▸ WHAT THIS TASK INVOLVES: A word-for-word reproduction of the listing is required.

▸ DATA FOR ANALYSIS:
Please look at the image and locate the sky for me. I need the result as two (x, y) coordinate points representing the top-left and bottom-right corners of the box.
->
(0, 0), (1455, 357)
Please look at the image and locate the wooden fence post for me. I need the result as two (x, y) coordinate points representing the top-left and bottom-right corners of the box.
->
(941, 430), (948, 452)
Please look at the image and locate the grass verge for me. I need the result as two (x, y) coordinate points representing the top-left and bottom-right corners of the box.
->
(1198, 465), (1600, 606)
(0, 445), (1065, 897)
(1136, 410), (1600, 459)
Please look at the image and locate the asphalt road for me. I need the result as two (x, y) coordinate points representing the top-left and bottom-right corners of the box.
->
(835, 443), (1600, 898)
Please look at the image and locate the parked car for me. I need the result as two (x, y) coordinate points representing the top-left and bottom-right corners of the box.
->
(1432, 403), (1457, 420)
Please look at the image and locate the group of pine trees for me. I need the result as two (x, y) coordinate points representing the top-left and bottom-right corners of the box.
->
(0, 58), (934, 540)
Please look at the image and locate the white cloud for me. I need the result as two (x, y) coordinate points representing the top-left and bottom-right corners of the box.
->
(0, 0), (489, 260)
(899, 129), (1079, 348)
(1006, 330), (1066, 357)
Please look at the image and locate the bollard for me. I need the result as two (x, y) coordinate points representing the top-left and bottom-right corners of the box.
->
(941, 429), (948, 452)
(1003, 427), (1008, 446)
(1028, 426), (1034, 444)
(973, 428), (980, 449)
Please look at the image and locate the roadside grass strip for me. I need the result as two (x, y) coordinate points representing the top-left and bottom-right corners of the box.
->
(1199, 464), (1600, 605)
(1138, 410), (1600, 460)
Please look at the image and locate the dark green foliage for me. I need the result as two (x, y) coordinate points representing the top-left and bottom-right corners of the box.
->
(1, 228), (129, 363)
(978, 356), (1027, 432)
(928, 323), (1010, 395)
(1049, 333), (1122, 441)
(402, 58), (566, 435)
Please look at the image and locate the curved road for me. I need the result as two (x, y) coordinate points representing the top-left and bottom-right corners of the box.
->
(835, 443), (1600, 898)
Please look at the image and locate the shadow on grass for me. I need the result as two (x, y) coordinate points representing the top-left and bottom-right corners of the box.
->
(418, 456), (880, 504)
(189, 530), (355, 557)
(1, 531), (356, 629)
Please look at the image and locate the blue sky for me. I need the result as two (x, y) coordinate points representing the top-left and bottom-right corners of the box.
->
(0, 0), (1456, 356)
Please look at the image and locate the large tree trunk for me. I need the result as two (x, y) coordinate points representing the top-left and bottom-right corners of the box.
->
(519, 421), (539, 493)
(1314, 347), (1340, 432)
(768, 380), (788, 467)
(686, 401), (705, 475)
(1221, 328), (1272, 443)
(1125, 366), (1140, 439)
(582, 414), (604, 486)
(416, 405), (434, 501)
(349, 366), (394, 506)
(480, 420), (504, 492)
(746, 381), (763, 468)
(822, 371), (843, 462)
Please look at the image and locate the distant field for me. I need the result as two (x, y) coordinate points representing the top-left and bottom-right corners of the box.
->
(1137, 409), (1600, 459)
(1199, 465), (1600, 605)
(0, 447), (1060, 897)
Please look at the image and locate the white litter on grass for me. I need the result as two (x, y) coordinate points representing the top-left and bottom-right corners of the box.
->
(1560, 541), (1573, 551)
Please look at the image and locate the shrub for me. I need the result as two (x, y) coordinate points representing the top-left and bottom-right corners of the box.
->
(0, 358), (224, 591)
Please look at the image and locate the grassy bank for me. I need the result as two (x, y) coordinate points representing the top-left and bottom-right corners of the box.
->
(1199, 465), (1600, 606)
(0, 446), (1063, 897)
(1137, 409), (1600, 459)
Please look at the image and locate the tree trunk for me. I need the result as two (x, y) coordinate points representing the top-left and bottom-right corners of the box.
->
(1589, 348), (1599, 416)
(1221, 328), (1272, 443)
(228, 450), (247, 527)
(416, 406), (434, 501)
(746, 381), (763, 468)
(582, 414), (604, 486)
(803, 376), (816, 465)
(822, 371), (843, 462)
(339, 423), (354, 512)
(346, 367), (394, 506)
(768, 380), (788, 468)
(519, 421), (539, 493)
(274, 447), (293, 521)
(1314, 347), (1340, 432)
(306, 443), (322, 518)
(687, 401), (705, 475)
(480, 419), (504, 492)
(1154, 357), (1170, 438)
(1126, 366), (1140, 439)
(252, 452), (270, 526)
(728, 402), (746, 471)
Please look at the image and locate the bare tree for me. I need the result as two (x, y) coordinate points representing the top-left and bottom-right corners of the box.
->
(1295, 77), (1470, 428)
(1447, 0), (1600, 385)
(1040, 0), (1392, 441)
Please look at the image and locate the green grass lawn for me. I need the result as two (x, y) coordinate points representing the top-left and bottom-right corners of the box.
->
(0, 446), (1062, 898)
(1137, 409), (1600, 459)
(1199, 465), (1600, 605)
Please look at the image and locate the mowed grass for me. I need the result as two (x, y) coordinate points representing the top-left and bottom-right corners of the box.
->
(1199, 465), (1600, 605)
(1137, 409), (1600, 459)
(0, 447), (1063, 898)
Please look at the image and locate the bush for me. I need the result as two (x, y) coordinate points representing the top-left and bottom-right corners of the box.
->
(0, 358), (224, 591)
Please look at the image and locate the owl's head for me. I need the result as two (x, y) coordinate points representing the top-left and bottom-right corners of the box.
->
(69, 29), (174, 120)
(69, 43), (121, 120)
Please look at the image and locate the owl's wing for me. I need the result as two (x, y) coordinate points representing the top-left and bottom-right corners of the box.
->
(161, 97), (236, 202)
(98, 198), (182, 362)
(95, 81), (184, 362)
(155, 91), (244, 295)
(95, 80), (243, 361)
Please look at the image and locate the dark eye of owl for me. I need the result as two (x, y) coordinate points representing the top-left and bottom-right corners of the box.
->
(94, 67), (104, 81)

▸ REPLY:
Please look at the image and locate the sky for me. I need the result as two (x, y) coordinate points representing the top-left and bottom-right corners of the box.
->
(0, 0), (1455, 357)
Please look at the image and locate the wooden fence post for me. I need the result as two (x, y) coordinate points representing the top-left and bottom-right corners of the box.
->
(941, 430), (948, 452)
Please look at the image and locate the grass verge for me. I need the result as two (x, y) coordinate points representing the top-left and bottom-right corners of the box.
->
(1198, 465), (1600, 606)
(0, 445), (1065, 897)
(1136, 410), (1600, 459)
Please look at the image and locate the asphalt road for me. I need the result as two (x, y) coordinate points representing the top-left and bottom-right corners of the box.
->
(835, 443), (1600, 898)
Please look at the image and locate the parked car for me. I need the result as two (x, y) coordinate points representing the top-left and bottom-right corners of the box.
->
(1432, 403), (1457, 420)
Please look at the image and locate the group of pine trees for me. I need the result as two (x, y) coordinate points representing the top-left and bottom-right corners of the box.
->
(0, 58), (934, 540)
Please look at the image and locate the white cloud for me. I need the result as two (x, y) coordinate points representing the top-left and bottom-right corners of the box.
->
(0, 0), (489, 260)
(899, 129), (1079, 348)
(1006, 330), (1066, 357)
Please look at the image and locate the bollard for me. I need the result as two (x, y) coordinate points representing the top-left and bottom-right corners of the box.
->
(941, 429), (948, 452)
(1003, 427), (1008, 446)
(1028, 426), (1034, 444)
(973, 428), (980, 449)
Please look at the image and locate the roadside grass strip for me. I need the result as two (x, y) coordinate points representing the top-left and bottom-right corners of the box.
->
(1199, 464), (1600, 605)
(1138, 410), (1600, 460)
Please look at the image and locate the dark green foliage for me. I need the result as two (x, y) coordinate points representing the top-left and bottom-right corners of the box.
->
(1, 228), (129, 363)
(978, 356), (1027, 432)
(928, 323), (1010, 395)
(1049, 333), (1122, 441)
(402, 58), (566, 435)
Please look at the image and locate the curved road for me. I need the result as two (x, y) coordinate points representing the top-left and bottom-right corners of the box.
->
(835, 443), (1600, 898)
Please look at the image and locate the shadow on grass for me. I need the result as two (x, y) coordinate points representing the top-left and bottom-right corners of the box.
->
(418, 456), (880, 504)
(189, 530), (355, 557)
(1, 531), (356, 629)
Please look at the image and locate the blue sky for me. I need the result as two (x, y) coordinate points representing the top-left and bottom-right corners of the box.
->
(0, 0), (1456, 356)
Please look at the image and locate the large tree trunk for me. I need the result as two (x, y) coordinate points representing the top-left and bottom-right corners of the box.
->
(519, 421), (539, 493)
(1314, 347), (1340, 432)
(768, 380), (788, 467)
(686, 401), (705, 475)
(1221, 328), (1272, 443)
(1125, 366), (1140, 439)
(582, 414), (604, 486)
(416, 405), (434, 501)
(349, 366), (394, 506)
(480, 420), (504, 492)
(746, 381), (763, 468)
(822, 371), (843, 462)
Please look at the image and locate the distant field for me. I need the result as two (x, y) coordinate points representing the top-left and bottom-right corners of the box.
->
(1137, 409), (1600, 459)
(1199, 465), (1600, 605)
(0, 447), (1060, 897)
Please look at the image and locate the white litter on grass for me. I need the result as two (x, y) coordinate points representing the top-left and bottom-right corners of the box.
->
(1560, 541), (1573, 551)
Please look at the image and locate the shrub for me. I need the result as two (x, y) coordinate points representing the top-left and bottom-right corners of the box.
->
(0, 358), (224, 591)
Please look at the image and locate the grassy bank for me. I need the result as two (x, y) coordinate points representing the top-left and bottom-right corners of the box.
->
(1199, 465), (1600, 606)
(0, 446), (1063, 897)
(1137, 409), (1600, 459)
Please look at the image and locate the tree trunk for me. I need the result as two (x, y) coordinate points representing the top-left and bottom-right corners of the box.
->
(1589, 348), (1599, 416)
(1221, 328), (1272, 443)
(228, 450), (247, 527)
(416, 406), (434, 501)
(746, 381), (763, 468)
(582, 414), (604, 486)
(803, 376), (816, 465)
(822, 371), (843, 462)
(339, 423), (354, 512)
(346, 367), (394, 506)
(768, 380), (788, 468)
(519, 421), (539, 493)
(274, 447), (293, 521)
(1314, 347), (1340, 432)
(306, 443), (322, 518)
(687, 401), (705, 475)
(480, 419), (504, 492)
(1154, 357), (1170, 438)
(1126, 366), (1140, 439)
(252, 452), (270, 526)
(728, 402), (746, 471)
Please look at the image and locate the bare tree for me. I need the result as two (x, y) coordinate points representing the top-left and bottom-right corners of the box.
->
(1295, 77), (1470, 428)
(1447, 0), (1600, 385)
(1040, 0), (1392, 441)
Please look at the image and locate the green grass lawn for me. I need the result as two (x, y) coordinate points representing the top-left and bottom-right corners of the box.
->
(0, 446), (1062, 898)
(1137, 409), (1600, 459)
(1199, 465), (1600, 605)
Please look at the image and locate the mowed grass for me. I need the result as two (x, y) coordinate points representing the top-left and bottom-right corners of the box.
->
(1199, 465), (1600, 605)
(1137, 409), (1600, 459)
(0, 447), (1063, 898)
Please look at the image and locate the bush for me. I need the result as two (x, y) coordinate points representing the top-left and bottom-right corners of the box.
->
(0, 358), (224, 591)
Please look at the image and locate the owl's head for me. I need the result as two (x, y) coordinate points representing the top-left and bottom-right corners of the box.
->
(69, 29), (174, 120)
(69, 43), (121, 120)
Please look at the image and locate the owl's wing for me. I need the result as two (x, y) coordinate points representing the top-left and bottom-right corners of the box.
->
(161, 97), (236, 202)
(98, 198), (182, 362)
(95, 81), (184, 362)
(155, 91), (244, 295)
(95, 80), (243, 361)
Please look at the image and locate the dark eye of owl for me. I need the result as two (x, y) coordinate points representing the top-left and bottom-right corners of the box.
->
(94, 67), (104, 81)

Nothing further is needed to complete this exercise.